_Task brief:_
Retype nothing except the lines below from the one with "box: [149, 111, 177, 143]" through the one with "negative clicks: (459, 447) (498, 405)", exactly, with images left out.

··· Records for the exercise

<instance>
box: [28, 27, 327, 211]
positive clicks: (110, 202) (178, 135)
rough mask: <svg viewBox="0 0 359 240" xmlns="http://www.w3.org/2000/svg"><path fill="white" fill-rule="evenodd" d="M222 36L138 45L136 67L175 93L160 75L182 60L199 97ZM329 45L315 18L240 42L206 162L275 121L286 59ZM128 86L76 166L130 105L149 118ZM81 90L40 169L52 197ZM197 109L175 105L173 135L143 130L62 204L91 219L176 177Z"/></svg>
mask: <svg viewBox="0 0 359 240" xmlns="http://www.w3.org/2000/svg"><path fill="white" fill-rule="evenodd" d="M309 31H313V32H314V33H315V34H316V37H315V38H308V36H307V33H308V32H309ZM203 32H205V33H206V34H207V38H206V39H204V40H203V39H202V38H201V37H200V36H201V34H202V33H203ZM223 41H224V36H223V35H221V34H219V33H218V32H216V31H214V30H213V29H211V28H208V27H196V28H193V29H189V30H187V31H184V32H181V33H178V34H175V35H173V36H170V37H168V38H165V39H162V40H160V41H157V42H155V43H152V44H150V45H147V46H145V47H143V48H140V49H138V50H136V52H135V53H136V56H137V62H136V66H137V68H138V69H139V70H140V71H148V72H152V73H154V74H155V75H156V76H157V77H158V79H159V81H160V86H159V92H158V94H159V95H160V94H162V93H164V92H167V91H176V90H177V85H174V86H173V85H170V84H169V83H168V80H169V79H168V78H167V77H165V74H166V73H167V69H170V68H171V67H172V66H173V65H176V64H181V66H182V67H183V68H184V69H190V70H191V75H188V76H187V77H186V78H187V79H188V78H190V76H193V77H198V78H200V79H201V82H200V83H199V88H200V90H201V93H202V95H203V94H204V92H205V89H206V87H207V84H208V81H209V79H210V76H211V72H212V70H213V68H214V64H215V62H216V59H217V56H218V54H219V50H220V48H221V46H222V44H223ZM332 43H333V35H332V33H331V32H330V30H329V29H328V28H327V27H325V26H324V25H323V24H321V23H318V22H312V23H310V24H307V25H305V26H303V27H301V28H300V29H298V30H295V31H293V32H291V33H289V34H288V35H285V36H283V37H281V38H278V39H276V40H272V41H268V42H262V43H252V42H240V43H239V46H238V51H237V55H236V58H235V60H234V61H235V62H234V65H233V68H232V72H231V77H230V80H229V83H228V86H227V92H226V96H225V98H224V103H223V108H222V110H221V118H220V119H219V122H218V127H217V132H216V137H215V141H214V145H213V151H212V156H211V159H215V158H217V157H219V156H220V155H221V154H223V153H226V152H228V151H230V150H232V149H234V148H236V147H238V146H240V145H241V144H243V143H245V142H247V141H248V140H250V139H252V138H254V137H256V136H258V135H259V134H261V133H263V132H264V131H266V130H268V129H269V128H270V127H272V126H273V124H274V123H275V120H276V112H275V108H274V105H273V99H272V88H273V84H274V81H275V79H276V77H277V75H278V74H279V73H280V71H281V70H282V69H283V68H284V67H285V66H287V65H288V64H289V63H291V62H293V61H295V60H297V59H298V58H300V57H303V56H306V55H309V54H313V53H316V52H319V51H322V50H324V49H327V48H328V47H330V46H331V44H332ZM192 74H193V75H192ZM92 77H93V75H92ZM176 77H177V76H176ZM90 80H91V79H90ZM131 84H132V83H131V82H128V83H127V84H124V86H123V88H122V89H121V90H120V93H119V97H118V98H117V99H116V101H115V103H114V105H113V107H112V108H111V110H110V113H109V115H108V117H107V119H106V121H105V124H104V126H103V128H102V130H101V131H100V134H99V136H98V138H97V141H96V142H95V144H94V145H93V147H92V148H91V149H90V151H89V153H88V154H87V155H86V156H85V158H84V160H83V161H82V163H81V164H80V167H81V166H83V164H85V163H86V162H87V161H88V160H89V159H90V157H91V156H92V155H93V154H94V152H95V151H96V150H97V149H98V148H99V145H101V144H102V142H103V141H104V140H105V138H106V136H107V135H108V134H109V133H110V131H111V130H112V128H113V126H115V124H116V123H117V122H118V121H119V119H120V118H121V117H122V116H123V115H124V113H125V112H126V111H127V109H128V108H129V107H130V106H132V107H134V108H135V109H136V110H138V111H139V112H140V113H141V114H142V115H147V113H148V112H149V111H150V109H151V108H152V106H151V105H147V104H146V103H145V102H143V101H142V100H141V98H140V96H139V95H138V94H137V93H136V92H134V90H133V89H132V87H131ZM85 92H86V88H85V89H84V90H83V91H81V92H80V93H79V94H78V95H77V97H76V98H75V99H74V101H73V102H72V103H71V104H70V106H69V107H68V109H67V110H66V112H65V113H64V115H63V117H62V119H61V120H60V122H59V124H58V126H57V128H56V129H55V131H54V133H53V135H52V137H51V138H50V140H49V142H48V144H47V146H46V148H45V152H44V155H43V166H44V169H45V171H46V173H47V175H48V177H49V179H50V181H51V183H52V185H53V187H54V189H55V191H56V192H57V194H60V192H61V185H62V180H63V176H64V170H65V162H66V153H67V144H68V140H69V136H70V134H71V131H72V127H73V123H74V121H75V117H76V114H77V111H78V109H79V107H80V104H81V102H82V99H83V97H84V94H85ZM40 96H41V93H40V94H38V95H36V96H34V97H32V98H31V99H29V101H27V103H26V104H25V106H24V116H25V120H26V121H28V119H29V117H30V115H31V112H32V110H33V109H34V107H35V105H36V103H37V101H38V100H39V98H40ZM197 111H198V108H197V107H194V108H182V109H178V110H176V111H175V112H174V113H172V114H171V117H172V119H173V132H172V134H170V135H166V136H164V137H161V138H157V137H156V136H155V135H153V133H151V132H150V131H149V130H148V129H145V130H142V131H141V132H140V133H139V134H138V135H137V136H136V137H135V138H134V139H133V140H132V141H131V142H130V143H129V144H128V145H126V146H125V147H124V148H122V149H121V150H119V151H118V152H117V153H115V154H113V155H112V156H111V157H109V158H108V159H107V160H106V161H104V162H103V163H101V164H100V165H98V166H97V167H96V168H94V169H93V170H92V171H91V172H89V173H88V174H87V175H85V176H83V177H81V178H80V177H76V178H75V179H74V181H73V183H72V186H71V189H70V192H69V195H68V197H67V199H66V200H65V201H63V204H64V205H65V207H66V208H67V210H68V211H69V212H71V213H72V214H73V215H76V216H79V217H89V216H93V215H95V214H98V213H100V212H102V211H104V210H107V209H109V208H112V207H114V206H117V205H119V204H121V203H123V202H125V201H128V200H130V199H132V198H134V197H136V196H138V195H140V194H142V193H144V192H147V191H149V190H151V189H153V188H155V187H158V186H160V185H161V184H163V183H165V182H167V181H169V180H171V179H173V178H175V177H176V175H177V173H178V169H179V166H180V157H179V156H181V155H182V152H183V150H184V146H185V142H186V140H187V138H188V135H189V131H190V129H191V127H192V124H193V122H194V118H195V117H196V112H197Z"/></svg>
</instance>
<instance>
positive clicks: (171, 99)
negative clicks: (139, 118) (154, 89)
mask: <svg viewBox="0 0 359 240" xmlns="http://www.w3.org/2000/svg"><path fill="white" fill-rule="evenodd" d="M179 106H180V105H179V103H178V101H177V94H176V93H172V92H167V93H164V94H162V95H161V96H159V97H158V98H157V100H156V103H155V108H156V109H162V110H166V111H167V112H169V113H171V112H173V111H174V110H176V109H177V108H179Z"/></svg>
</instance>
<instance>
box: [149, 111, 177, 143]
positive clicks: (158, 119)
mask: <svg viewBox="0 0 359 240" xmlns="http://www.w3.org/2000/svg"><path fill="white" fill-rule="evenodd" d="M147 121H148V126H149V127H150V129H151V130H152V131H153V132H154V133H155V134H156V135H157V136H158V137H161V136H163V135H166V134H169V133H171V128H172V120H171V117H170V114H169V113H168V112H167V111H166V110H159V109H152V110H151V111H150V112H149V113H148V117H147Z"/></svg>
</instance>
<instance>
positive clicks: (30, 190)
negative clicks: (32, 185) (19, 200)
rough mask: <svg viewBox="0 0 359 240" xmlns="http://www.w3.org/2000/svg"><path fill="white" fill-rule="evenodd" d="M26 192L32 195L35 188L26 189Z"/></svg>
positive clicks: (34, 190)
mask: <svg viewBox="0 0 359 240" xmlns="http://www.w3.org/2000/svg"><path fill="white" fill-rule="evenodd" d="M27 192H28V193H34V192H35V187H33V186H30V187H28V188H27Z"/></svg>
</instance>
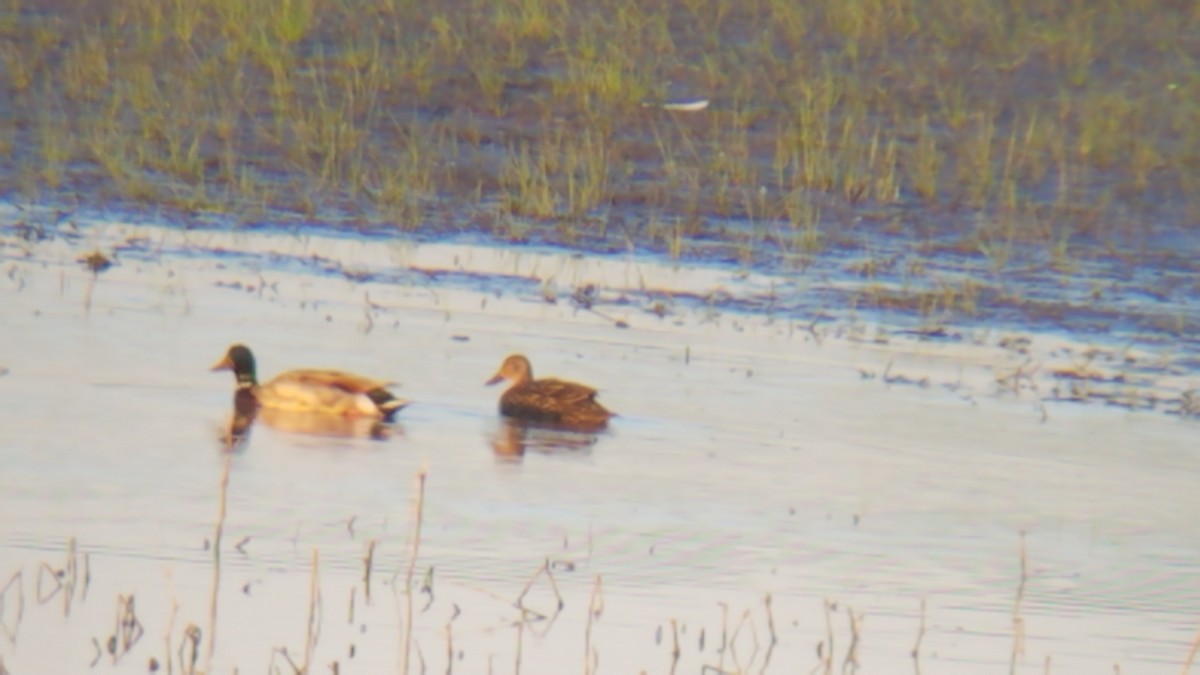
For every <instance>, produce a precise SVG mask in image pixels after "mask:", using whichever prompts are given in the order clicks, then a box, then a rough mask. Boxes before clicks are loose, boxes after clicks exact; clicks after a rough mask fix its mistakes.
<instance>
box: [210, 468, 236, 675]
mask: <svg viewBox="0 0 1200 675" xmlns="http://www.w3.org/2000/svg"><path fill="white" fill-rule="evenodd" d="M230 458H232V455H228V454H226V455H224V456H223V461H222V462H221V491H220V497H218V500H217V521H216V525H215V527H214V530H212V595H211V596H210V597H209V643H208V647H206V649H205V651H204V670H205V671H206V673H211V671H212V653H214V652H215V651H216V649H217V596H218V593H220V591H221V536H222V534H223V533H224V516H226V497H227V495H228V492H229V462H230Z"/></svg>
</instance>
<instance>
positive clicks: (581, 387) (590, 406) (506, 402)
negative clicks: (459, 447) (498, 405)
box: [486, 354, 614, 430]
mask: <svg viewBox="0 0 1200 675" xmlns="http://www.w3.org/2000/svg"><path fill="white" fill-rule="evenodd" d="M504 380H508V381H509V382H510V384H509V388H508V390H506V392H504V394H502V395H500V414H503V416H505V417H510V418H514V419H522V420H526V422H539V423H550V424H554V425H559V426H568V428H572V429H581V430H595V429H602V428H604V426H605V425H606V424H608V418H611V417H614V413H612V412H608V410H606V408H605V407H604V406H601V405H600V404H599V402H598V401H596V390H595V389H593V388H592V387H588V386H587V384H580V383H577V382H565V381H563V380H551V378H546V380H534V377H533V366H532V365H530V364H529V359H527V358H526V357H523V356H521V354H512V356H510V357H508V358H506V359H504V363H503V364H500V370H499V371H497V372H496V375H494V376H493V377H492V378H491V380H488V381H487V382H486V383H487V384H496V383H497V382H502V381H504Z"/></svg>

······

_Solution to this problem:_
box: [149, 111, 177, 143]
positive clicks: (158, 119)
mask: <svg viewBox="0 0 359 240" xmlns="http://www.w3.org/2000/svg"><path fill="white" fill-rule="evenodd" d="M147 121H148V126H149V127H150V129H151V130H152V131H153V132H154V133H155V134H156V135H157V136H158V137H161V136H163V135H166V134H169V133H171V128H172V120H171V117H170V114H169V113H168V112H167V111H166V110H159V109H152V110H151V111H150V112H149V113H148V117H147Z"/></svg>
</instance>
<instance>
positive clicks: (30, 190)
negative clicks: (32, 185) (19, 200)
rough mask: <svg viewBox="0 0 359 240" xmlns="http://www.w3.org/2000/svg"><path fill="white" fill-rule="evenodd" d="M26 192L32 195L35 188L26 189Z"/></svg>
positive clicks: (34, 190)
mask: <svg viewBox="0 0 359 240" xmlns="http://www.w3.org/2000/svg"><path fill="white" fill-rule="evenodd" d="M27 192H28V193H34V192H35V187H33V186H30V187H28V188H27Z"/></svg>
</instance>
For every <instance>, produce a precise SVG mask in image pixels after "mask:", using whichever prompts are given in the order clicks, then a box, then a rough mask. Boxes before clicks are loose, boxes after clicks exact; clicks after a rough mask fix its mistakes.
<instance>
box: [210, 468, 236, 675]
mask: <svg viewBox="0 0 1200 675" xmlns="http://www.w3.org/2000/svg"><path fill="white" fill-rule="evenodd" d="M230 458H232V455H228V454H226V455H224V456H223V461H222V462H221V491H220V497H218V500H217V521H216V525H215V527H214V530H212V595H211V596H210V597H209V643H208V647H206V649H205V651H204V670H205V671H206V673H211V671H212V653H214V652H215V651H216V649H217V596H218V593H220V591H221V536H222V534H223V533H224V516H226V497H227V495H228V492H229V462H230Z"/></svg>
</instance>
<instance>
positive clicks: (581, 387) (590, 406) (506, 402)
negative clicks: (459, 447) (498, 405)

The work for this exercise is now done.